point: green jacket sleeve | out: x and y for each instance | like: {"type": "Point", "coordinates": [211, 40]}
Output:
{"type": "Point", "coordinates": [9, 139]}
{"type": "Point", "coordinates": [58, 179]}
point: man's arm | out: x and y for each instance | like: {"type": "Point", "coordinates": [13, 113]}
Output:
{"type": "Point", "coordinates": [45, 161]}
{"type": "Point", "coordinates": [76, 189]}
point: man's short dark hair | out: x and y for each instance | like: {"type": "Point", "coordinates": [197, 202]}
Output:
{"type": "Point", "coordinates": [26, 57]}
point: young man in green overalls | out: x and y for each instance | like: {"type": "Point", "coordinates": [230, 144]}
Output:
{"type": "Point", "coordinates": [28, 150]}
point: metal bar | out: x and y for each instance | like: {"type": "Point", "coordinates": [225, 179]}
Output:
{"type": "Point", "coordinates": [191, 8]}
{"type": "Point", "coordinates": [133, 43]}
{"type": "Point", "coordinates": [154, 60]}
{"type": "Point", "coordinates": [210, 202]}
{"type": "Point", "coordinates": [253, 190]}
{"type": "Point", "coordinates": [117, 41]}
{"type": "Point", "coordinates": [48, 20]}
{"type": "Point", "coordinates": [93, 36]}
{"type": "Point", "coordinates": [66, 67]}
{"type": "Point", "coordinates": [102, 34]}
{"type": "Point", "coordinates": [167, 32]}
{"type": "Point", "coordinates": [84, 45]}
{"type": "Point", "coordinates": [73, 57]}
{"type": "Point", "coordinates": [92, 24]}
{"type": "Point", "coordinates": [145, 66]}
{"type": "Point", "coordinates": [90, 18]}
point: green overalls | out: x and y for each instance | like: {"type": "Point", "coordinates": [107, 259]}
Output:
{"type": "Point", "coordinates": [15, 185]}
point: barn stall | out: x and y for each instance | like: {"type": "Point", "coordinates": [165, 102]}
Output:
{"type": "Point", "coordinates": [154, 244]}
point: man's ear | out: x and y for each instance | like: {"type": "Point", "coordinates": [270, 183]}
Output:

_PROBLEM STATEMENT_
Nothing in the records may change; output all of them exactly.

_OUTPUT_
point: green jacket sleeve | out: x and y for each instance | like: {"type": "Point", "coordinates": [211, 40]}
Output:
{"type": "Point", "coordinates": [9, 139]}
{"type": "Point", "coordinates": [58, 179]}
point: man's arm | out: x and y for each instance | like: {"type": "Point", "coordinates": [13, 113]}
Output:
{"type": "Point", "coordinates": [45, 161]}
{"type": "Point", "coordinates": [76, 189]}
point: man's short dark hair | out: x and y for each instance | like: {"type": "Point", "coordinates": [197, 202]}
Output:
{"type": "Point", "coordinates": [26, 57]}
point: young man in green overalls | out: x and y for each instance | like: {"type": "Point", "coordinates": [230, 144]}
Output:
{"type": "Point", "coordinates": [28, 150]}
point: metal bar | out: x and y for each instance | like: {"type": "Point", "coordinates": [225, 179]}
Output:
{"type": "Point", "coordinates": [191, 8]}
{"type": "Point", "coordinates": [133, 43]}
{"type": "Point", "coordinates": [154, 60]}
{"type": "Point", "coordinates": [210, 202]}
{"type": "Point", "coordinates": [253, 190]}
{"type": "Point", "coordinates": [117, 41]}
{"type": "Point", "coordinates": [48, 20]}
{"type": "Point", "coordinates": [93, 36]}
{"type": "Point", "coordinates": [66, 67]}
{"type": "Point", "coordinates": [102, 34]}
{"type": "Point", "coordinates": [167, 32]}
{"type": "Point", "coordinates": [84, 45]}
{"type": "Point", "coordinates": [73, 57]}
{"type": "Point", "coordinates": [92, 24]}
{"type": "Point", "coordinates": [145, 66]}
{"type": "Point", "coordinates": [90, 18]}
point: green overalls | out: x and y for each instance | like: {"type": "Point", "coordinates": [107, 259]}
Output:
{"type": "Point", "coordinates": [15, 185]}
point: barn stall | out: x and y for each instance | like: {"type": "Point", "coordinates": [165, 102]}
Output:
{"type": "Point", "coordinates": [154, 244]}
point: man's ear | out: x and y for each instance | like: {"type": "Point", "coordinates": [270, 183]}
Output:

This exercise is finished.